━━━ TASK DATA ━━━
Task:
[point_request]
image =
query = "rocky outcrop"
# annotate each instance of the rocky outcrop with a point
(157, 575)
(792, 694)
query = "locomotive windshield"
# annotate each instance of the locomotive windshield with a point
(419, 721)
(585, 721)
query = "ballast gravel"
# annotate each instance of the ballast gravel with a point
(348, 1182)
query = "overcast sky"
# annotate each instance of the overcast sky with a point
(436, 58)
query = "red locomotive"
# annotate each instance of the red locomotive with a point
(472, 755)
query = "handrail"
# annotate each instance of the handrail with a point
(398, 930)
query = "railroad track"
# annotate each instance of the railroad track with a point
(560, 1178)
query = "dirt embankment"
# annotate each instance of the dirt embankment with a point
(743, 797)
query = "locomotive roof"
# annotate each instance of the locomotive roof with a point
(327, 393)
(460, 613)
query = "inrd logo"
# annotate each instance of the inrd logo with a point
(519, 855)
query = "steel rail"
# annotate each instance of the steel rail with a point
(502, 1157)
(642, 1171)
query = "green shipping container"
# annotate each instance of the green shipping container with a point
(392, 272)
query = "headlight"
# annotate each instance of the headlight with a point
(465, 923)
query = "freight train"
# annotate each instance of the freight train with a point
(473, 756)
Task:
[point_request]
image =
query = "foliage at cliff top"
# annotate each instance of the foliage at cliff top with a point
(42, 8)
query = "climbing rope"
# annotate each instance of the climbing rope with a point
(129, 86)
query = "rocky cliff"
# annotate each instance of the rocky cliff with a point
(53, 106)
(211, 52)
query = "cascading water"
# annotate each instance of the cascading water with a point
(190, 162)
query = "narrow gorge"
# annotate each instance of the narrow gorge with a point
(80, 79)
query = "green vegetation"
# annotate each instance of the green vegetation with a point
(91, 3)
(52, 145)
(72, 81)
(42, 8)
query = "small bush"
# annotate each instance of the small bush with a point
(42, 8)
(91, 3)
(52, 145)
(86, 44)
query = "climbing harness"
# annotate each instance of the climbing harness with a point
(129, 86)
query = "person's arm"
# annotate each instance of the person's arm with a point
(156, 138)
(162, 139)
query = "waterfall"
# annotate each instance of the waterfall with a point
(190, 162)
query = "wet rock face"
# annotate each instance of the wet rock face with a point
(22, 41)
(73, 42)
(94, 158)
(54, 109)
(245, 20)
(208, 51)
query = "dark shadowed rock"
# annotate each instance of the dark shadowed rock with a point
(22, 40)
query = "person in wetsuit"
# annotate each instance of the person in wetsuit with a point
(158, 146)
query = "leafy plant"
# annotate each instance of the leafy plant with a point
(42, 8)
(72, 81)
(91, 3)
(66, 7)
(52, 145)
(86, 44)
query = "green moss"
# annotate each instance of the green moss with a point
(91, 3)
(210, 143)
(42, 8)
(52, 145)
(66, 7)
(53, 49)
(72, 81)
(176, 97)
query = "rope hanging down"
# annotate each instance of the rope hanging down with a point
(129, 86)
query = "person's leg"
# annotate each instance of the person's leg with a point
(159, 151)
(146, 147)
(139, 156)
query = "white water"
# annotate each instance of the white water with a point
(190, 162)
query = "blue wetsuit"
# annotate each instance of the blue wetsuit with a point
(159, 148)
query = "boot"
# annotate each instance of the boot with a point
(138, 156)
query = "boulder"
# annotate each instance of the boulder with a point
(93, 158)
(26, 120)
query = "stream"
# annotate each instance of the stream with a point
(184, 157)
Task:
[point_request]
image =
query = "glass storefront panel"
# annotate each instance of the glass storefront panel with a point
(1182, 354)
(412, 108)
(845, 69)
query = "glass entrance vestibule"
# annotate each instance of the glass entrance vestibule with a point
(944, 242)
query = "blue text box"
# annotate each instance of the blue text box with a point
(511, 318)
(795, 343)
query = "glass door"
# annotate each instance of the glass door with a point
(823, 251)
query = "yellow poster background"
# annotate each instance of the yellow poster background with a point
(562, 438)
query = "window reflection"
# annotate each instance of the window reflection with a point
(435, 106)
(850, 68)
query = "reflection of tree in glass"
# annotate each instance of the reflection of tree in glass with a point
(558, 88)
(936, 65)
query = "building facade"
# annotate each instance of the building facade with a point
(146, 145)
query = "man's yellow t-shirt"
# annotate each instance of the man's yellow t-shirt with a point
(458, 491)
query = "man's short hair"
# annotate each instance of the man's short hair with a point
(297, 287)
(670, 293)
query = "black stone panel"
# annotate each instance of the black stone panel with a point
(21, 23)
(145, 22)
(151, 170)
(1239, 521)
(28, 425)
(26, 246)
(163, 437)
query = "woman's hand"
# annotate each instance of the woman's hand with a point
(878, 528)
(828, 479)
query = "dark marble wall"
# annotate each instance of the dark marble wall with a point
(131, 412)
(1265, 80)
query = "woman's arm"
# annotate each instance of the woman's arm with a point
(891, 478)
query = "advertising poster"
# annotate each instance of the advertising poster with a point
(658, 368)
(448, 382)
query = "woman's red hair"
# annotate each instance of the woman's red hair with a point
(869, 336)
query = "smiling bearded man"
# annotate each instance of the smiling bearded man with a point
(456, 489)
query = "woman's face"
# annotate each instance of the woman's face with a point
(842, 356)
━━━
TASK GOAL: Return each line of the data exactly as written above.

TASK RESPONSE:
Task:
[point_request]
image =
query = "rocky outcrop"
# annotate each instance of the rocky outcrop with a point
(157, 575)
(792, 694)
query = "locomotive windshield"
# annotate each instance of the locomotive windshield with a point
(419, 721)
(585, 721)
query = "ballast gravel"
# annotate each instance of the ballast gravel with a point
(348, 1182)
query = "overcast sky"
# annotate each instance of the overcast sky with a point
(436, 58)
query = "red locomotive"
# annotate each instance of the red locomotive with a point
(472, 755)
query = "handrail"
# annotate each instance of the handrail with a point
(398, 930)
query = "railroad track"
# annotate each instance of the railroad track with a point
(560, 1178)
query = "dirt embankment"
# annotate each instance of the dirt embankment with a point
(743, 797)
query = "locomotive roof"
# annotate each instance of the locomotive roof with a point
(327, 393)
(460, 613)
query = "inrd logo"
# annotate each instance of the inrd logo with a point
(519, 855)
query = "steel rail"
# annotate each instance of the steel rail with a point
(502, 1157)
(642, 1171)
query = "green shipping container"
# annotate each instance of the green shipping container with a point
(392, 272)
query = "headlight"
# annotate each instance of the headlight with a point
(465, 923)
query = "freight train"
# annotate each instance of the freight train with a point
(473, 756)
Task:
[point_request]
image =
query = "foliage at cliff top"
# annotate each instance of the foliage at cliff top with a point
(42, 8)
query = "climbing rope"
# annotate each instance of the climbing rope with a point
(129, 86)
query = "rocky cliff"
# annotate each instance of the rocky cliff with a point
(53, 106)
(211, 52)
query = "cascading water"
# annotate each instance of the cascading water with a point
(190, 162)
query = "narrow gorge"
# annotate each instance of the narrow gorge with a point
(80, 79)
query = "green vegetation"
# annotate each instance of the green vegetation with a point
(91, 3)
(52, 145)
(72, 81)
(42, 8)
query = "small bush"
# annotate each instance of the small bush with a point
(42, 8)
(91, 3)
(52, 145)
(86, 44)
query = "climbing harness"
# annotate each instance of the climbing harness with a point
(129, 86)
query = "person's arm"
# annotate each instance of the person's arm with a point
(156, 138)
(162, 139)
query = "waterfall"
# annotate each instance of the waterfall with a point
(190, 162)
query = "wet rock face"
# annotate each instance of the wet rock face with a point
(22, 41)
(73, 42)
(94, 158)
(54, 109)
(245, 20)
(208, 51)
query = "dark shadowed rock"
# annotate each instance of the dark shadowed rock with a point
(22, 40)
query = "person in wetsuit"
# annotate each instance of the person in wetsuit with a point
(158, 146)
query = "leafy plant"
# annotate each instance of the leafy plant with a point
(42, 8)
(72, 81)
(91, 3)
(66, 7)
(52, 145)
(86, 44)
query = "green moss"
# annotate each instance of the green moss with a point
(91, 3)
(210, 143)
(42, 8)
(52, 145)
(66, 7)
(53, 49)
(72, 81)
(176, 97)
query = "rope hanging down"
# annotate each instance of the rope hanging down with a point
(129, 86)
query = "person's leg"
# annotate each instance of the person's leg with a point
(159, 151)
(146, 147)
(139, 156)
query = "white water"
# annotate each instance of the white water with a point
(190, 162)
query = "blue wetsuit"
# annotate each instance of the blue wetsuit with a point
(159, 148)
query = "boot"
# annotate each instance of the boot with a point
(138, 156)
query = "boulder"
# annotate each instance of the boulder with a point
(93, 158)
(26, 120)
query = "stream"
# annotate each instance of the stream with a point
(184, 157)
Task:
[point_request]
image =
query = "glass storefront panel"
# annotate each instance of the glass storefront panel with a point
(1182, 354)
(412, 108)
(845, 69)
query = "glass entrance vestibule"
# annotate each instance of the glass entrance vestibule with a point
(944, 242)
query = "blue text box"
# annotate each instance of the blue text box with a point
(511, 318)
(795, 343)
query = "glass door"
# annotate each instance of the glass door with a point
(823, 251)
query = "yellow poster background"
# annotate each instance of the yellow poster background with a point
(562, 438)
query = "window reflection"
# annotate each instance of the window reflection with a point
(435, 106)
(850, 68)
query = "reflection of tree in glass"
# annotate each instance of the reflection of tree in glass with a point
(558, 88)
(936, 65)
query = "building facade"
# annotate each instance of the building facade with a point
(146, 145)
query = "man's yellow t-shirt"
# annotate each instance of the man's yellow t-shirt with a point
(458, 491)
query = "man's short hair"
# annotate each instance of the man's short hair with a point
(297, 287)
(670, 293)
query = "black stone panel"
# annotate each instance of the black stone panel with a point
(21, 23)
(145, 22)
(151, 170)
(1239, 521)
(28, 425)
(26, 246)
(163, 437)
query = "woman's hand"
# annotate each instance of the woman's hand with a point
(878, 528)
(828, 479)
query = "dark marble wall"
# annotate each instance of the dark marble wall with a point
(131, 412)
(1265, 80)
query = "woman's arm"
# annotate each instance of the woman's arm with a point
(891, 478)
query = "advertising poster"
# annotate each instance of the advertising poster with a point
(658, 368)
(448, 382)
query = "woman's red hair"
# annotate each instance of the woman's red hair with a point
(869, 336)
query = "smiling bearded man"
# annotate each instance of the smiling bearded man with a point
(456, 489)
query = "woman's face"
# annotate each instance of the woman's face with a point
(842, 356)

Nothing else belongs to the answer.